> _Task brief_:
Reproduce the listing below verbatim, from its first line through the line that contains "<point>63,121</point>".

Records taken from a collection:
--------

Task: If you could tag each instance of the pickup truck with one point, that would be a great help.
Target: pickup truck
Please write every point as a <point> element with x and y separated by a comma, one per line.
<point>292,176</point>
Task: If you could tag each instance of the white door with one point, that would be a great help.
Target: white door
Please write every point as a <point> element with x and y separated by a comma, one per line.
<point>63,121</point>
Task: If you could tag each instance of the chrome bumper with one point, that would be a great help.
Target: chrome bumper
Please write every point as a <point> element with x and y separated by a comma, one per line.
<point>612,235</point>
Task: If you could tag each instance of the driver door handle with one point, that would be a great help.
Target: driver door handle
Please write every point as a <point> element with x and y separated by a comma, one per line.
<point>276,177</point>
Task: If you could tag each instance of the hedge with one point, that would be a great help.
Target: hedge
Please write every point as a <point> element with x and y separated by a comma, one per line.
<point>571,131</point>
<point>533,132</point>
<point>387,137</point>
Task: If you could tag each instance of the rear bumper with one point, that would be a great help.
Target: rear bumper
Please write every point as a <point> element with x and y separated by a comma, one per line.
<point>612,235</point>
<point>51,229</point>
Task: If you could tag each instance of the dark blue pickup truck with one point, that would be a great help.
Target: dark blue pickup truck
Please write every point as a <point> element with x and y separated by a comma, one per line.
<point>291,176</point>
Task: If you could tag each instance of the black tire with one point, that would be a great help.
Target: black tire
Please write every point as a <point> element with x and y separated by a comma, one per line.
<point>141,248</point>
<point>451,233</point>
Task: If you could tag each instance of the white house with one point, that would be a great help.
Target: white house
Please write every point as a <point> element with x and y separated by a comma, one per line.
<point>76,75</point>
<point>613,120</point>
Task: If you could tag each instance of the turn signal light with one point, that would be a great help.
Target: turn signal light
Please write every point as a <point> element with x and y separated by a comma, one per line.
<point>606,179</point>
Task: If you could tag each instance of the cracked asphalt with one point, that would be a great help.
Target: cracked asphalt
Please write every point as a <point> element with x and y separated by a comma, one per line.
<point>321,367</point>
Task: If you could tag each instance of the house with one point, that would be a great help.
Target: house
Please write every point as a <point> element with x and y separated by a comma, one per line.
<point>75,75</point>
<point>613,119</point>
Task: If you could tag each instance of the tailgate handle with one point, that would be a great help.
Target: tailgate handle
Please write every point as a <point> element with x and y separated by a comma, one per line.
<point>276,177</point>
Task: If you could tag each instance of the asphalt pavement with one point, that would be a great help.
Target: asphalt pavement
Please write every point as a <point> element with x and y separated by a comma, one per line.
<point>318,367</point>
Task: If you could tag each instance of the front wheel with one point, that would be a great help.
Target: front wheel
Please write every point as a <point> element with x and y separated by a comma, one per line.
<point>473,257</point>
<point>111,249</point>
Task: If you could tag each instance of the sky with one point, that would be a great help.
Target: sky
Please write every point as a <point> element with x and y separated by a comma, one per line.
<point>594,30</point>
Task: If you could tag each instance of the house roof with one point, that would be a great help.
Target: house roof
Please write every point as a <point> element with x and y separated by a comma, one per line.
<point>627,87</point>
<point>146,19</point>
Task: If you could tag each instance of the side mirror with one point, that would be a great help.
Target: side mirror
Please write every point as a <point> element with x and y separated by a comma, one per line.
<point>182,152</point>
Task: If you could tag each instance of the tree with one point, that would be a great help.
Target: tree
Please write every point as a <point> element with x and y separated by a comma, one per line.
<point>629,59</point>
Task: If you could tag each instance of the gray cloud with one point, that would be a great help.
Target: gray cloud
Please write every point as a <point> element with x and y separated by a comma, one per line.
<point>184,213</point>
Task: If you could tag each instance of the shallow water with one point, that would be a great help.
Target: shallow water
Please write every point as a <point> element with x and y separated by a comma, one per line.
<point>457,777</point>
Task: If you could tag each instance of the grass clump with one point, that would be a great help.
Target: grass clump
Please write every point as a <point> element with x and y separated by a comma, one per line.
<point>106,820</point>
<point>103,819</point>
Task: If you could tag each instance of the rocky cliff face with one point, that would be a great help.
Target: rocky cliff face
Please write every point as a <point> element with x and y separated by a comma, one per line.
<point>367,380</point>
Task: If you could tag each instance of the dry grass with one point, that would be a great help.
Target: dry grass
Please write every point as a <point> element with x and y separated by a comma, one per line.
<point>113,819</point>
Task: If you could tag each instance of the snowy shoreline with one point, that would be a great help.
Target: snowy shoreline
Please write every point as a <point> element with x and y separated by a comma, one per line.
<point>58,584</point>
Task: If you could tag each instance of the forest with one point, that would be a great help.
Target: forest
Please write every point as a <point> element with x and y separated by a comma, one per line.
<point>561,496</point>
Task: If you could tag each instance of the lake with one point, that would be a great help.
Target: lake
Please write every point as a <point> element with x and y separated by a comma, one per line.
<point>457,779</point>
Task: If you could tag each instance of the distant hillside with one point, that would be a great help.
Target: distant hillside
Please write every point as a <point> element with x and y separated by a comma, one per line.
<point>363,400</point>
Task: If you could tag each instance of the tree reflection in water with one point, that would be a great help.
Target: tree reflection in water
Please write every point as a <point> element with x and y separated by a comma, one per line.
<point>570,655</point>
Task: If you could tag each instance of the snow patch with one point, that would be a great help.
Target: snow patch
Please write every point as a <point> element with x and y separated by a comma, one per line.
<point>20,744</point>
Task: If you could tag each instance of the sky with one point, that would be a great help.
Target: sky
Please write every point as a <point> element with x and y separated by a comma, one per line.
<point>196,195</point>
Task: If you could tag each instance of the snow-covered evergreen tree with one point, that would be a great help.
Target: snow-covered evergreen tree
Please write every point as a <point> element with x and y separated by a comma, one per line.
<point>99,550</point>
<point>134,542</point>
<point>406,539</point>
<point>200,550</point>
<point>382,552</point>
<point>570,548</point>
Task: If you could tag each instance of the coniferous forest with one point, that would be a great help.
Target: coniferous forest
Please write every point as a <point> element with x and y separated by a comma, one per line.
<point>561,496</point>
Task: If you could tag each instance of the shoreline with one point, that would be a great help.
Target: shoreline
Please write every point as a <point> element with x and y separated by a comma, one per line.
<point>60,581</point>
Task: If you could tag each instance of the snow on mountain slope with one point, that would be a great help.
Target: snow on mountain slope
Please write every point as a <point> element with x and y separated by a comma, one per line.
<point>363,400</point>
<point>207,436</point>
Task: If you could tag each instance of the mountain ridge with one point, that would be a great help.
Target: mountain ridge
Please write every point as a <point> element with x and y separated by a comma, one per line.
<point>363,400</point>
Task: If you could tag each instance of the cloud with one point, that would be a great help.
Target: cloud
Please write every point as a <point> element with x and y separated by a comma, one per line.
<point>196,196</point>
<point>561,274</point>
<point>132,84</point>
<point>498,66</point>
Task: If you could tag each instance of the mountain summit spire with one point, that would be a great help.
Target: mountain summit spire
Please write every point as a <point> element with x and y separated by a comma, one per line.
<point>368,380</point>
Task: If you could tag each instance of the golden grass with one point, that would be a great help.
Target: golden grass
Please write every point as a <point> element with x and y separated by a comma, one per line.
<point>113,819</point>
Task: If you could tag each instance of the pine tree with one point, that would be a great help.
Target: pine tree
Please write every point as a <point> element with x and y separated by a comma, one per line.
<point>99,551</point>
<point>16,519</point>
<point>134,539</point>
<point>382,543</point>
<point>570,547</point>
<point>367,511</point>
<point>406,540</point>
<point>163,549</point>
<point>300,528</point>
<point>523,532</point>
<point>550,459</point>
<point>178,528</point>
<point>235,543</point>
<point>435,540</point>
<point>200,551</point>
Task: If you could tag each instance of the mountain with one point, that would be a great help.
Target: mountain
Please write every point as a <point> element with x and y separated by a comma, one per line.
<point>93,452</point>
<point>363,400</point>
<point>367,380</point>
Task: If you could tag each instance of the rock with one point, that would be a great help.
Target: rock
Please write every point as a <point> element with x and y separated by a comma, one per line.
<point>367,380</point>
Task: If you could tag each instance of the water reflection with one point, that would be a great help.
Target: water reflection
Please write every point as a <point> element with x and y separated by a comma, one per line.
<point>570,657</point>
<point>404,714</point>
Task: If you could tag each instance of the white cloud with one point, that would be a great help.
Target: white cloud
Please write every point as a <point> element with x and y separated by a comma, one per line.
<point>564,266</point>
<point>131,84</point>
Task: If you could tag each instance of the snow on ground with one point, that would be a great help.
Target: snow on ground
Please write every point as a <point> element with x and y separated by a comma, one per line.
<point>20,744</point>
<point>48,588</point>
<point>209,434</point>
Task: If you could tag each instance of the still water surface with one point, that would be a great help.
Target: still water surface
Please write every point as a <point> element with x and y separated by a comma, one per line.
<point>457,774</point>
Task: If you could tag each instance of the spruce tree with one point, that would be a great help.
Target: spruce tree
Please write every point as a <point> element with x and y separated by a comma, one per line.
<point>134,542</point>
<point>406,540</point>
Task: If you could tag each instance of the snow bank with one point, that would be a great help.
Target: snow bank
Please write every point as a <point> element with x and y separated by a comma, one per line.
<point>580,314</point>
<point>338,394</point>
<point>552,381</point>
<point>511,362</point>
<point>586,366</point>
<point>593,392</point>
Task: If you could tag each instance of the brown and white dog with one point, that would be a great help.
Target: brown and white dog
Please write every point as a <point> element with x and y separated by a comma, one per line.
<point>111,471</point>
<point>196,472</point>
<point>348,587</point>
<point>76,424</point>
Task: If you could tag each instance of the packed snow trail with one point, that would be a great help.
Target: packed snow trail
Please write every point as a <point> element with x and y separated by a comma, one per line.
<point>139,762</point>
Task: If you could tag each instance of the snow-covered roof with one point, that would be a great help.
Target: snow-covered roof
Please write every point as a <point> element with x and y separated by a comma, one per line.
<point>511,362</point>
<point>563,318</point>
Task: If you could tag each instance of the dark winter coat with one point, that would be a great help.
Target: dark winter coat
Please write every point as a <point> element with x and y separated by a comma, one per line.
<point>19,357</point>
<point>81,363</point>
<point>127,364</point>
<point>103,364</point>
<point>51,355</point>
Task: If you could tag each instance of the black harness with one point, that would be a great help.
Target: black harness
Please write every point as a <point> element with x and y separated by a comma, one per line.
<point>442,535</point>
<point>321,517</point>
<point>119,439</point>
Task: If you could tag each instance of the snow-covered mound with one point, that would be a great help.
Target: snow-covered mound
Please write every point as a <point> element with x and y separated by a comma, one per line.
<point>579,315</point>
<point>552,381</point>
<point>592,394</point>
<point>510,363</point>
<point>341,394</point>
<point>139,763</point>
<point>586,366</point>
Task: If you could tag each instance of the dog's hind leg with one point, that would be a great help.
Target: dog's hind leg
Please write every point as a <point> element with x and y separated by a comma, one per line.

--------

> _Task answer_:
Task: If you could tag each instance of the pickup truck with one point, that would be a great help.
Target: pickup truck
Please write every point as a <point> element with x and y separated by a comma, one per line.
<point>292,176</point>
Task: If you could tag each instance of the white door with one point, that would be a great help.
Target: white door
Please write every point as a <point> element with x and y separated by a comma, one per line.
<point>63,121</point>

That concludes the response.